───── Record excerpts
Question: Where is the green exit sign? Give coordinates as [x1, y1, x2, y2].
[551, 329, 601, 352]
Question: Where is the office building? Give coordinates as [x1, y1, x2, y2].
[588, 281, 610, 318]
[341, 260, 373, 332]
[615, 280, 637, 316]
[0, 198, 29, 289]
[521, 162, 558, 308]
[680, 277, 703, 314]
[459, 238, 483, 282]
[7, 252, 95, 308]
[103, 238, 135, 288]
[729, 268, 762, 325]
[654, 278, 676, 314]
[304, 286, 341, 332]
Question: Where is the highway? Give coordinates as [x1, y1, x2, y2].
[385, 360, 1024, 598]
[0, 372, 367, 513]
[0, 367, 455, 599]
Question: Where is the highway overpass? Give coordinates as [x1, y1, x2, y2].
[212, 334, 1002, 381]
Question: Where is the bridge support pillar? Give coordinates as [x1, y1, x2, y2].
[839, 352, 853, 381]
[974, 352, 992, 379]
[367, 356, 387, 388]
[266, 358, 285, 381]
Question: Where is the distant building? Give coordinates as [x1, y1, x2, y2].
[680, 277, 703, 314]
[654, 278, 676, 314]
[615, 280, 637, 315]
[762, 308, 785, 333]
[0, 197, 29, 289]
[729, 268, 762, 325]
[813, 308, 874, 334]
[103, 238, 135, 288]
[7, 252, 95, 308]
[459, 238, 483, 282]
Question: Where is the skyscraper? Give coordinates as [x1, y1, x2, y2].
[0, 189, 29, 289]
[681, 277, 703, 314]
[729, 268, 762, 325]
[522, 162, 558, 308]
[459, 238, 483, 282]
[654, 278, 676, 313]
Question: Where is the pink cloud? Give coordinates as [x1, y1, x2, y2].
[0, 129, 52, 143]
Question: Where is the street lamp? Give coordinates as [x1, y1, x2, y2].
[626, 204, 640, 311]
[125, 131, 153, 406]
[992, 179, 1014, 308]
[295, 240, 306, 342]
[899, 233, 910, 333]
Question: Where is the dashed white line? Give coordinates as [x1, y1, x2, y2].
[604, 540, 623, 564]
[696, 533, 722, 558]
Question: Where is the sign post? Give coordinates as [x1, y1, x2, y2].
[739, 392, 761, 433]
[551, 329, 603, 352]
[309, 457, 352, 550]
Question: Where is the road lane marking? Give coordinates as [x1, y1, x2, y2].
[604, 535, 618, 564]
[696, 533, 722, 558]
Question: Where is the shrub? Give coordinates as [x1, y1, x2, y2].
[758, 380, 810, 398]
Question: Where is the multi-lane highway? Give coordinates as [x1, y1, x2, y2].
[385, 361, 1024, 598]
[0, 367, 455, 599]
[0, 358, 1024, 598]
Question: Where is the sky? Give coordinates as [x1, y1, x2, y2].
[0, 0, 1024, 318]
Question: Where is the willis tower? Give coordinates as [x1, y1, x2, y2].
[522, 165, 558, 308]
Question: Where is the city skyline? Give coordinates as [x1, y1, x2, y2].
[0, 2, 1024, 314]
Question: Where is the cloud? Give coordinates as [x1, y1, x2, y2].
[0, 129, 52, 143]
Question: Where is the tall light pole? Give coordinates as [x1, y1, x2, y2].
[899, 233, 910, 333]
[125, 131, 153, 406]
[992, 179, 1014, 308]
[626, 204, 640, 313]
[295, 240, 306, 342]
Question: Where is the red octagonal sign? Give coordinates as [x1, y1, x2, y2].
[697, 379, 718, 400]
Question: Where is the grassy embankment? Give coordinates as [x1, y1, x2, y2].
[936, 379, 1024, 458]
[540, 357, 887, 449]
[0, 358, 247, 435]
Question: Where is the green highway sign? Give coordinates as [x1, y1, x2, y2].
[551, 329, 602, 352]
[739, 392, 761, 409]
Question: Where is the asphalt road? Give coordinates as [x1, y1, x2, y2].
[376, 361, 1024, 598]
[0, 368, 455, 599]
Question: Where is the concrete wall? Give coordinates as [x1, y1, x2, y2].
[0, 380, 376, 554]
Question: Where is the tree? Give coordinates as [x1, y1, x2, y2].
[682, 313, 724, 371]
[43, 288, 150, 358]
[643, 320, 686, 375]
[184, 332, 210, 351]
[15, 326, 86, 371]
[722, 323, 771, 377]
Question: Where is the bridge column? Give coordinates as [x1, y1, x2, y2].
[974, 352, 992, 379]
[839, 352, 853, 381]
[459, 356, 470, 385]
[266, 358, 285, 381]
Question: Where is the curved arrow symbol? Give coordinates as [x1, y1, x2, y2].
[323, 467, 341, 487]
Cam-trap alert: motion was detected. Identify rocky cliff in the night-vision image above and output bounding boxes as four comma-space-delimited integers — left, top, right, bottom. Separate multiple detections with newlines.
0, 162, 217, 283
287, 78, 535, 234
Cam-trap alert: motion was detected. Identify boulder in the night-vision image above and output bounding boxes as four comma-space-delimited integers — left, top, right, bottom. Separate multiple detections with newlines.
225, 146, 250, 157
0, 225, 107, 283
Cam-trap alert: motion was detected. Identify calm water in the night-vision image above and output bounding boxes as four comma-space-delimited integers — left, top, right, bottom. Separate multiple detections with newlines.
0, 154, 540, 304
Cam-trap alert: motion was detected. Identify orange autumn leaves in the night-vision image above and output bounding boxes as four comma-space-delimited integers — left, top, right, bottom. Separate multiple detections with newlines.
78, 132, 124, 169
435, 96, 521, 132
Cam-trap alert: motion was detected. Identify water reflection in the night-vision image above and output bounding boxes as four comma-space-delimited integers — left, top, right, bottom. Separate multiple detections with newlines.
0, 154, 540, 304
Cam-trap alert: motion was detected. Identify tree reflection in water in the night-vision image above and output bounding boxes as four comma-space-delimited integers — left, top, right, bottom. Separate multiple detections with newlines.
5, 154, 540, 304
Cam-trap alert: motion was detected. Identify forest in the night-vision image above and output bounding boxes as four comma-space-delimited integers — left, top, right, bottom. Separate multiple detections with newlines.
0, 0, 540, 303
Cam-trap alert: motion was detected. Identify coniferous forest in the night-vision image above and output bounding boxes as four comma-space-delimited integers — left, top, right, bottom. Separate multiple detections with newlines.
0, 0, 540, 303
──────────
● Problem to solve: Can you render the data from its start through the line containing "[212, 334, 1002, 381]" (both included) as a two-column CSV with columns named request and answer, one row per request? Put each field in quotes and replace any line breaks with spaces.

● Answer below:
request,answer
"Question: Where is the green exit sign? Give coordinates as [x1, y1, x2, y2].","[551, 329, 601, 352]"
"Question: Where is the office building? Give coordinates as [x1, y1, x2, y2].","[588, 281, 610, 318] [341, 260, 373, 332] [615, 280, 637, 316] [0, 198, 29, 289] [521, 162, 558, 308] [680, 277, 703, 314] [459, 238, 483, 282] [7, 252, 95, 308] [103, 238, 135, 288] [729, 268, 762, 325] [654, 278, 676, 314] [304, 286, 341, 332]"
"Question: Where is the highway? Give coordinates as [x1, y1, x2, y2].","[385, 360, 1024, 598] [0, 372, 367, 513] [0, 367, 455, 599]"
"Question: Where is the highway overpass? Give coordinates as [x1, y1, x2, y2].","[212, 334, 1002, 381]"